PROVIDED PASSAGE:
225     The Charter and the right to individual liberty guaranteed under it are inextricably tied to the concept of human dignity. Professor Neil MacCormick, Regius Professor of Public Law and the Law of Nature and Nations, University of Edinburgh, in his work entitled Legal Right and Social Democracy: Essays in Legal and Political Philosophy (1982), speaks of liberty as "a condition of human self-respect and of that contentment which resides in the ability to pursue one's own conception of a full and rewarding life" (p. 39). He says at p. 41:

     To be able to decide what to do and how to do it, to carry out one's own decisions and accept their consequences, seems to me essential to one's self-respect as a human being, and essential to the possibility of that contentment. Such self-respect and contentment are in my judgment fundamental goods for human beings, the worth of life itself being on condition of having or striving for them. If a person were deliberately denied the opportunity of self-respect and that contentment, he would suffer deprivation of his essential humanity.

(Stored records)
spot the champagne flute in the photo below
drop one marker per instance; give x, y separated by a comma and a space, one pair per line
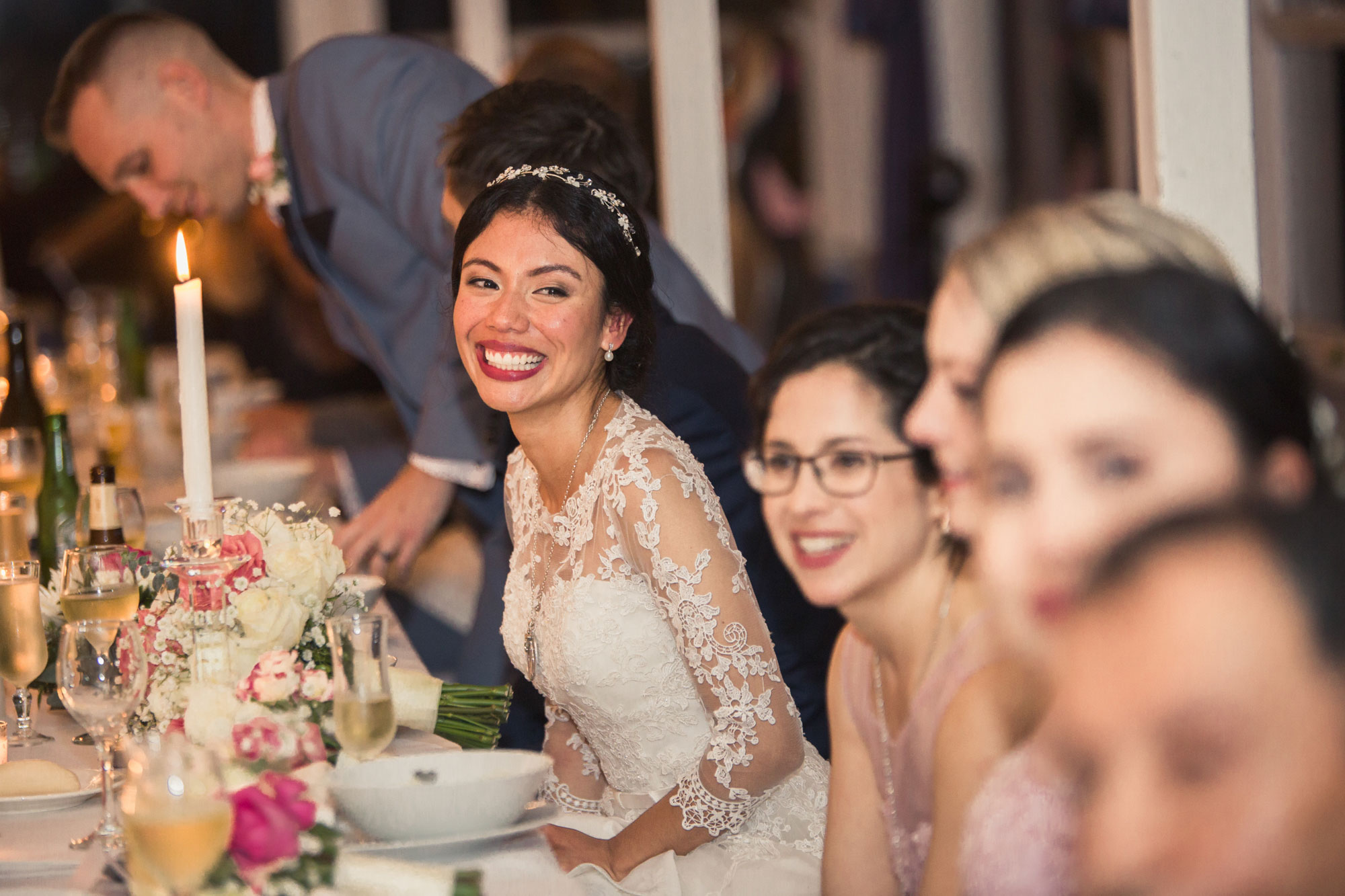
362, 704
102, 677
98, 583
177, 813
24, 643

JOBS:
1. Condense the paragraph of the passage on liberty and human dignity that begins "To be able to decide what to do" into a short bulleted list that keeps its main points.
2. Write what comes next in the passage on liberty and human dignity, starting right after its final sentence.

RESULTS FOR EACH TASK:
1.
- Deciding what to do and how to do it, carrying out one's own decisions, and accepting their consequences are essential to self-respect as a human being and to the possibility of contentment.
- Self-respect and contentment are fundamental human goods, and the worth of life itself depends on having or striving for them.
- Deliberately denying a person the opportunity for self-respect and contentment deprives that person of their essential humanity.

2.
226     Dickson C.J. in R. v. Big M Drug Mart Ltd. makes the same point at p. 346:

     It should also be noted, however, that an emphasis on individual conscience and individual judgment also lies at the heart of our democratic political tradition. The ability of each citizen to make free and informed decisions is the absolute prerequisite for the legitimacy, acceptability, and efficacy of our system of self-government. It is because of the centrality of the rights associated with freedom of individual conscience both to basic beliefs about human worth and dignity and to a free and democratic political system that American jurisprudence has emphasized the primacy or "firstness" of the First Amendment. It is this same centrality that in my view underlies their designation in the Canadian Charter of Rights and Freedoms as "fundamental". They are the sine qua non of the political tradition underlying the Charter.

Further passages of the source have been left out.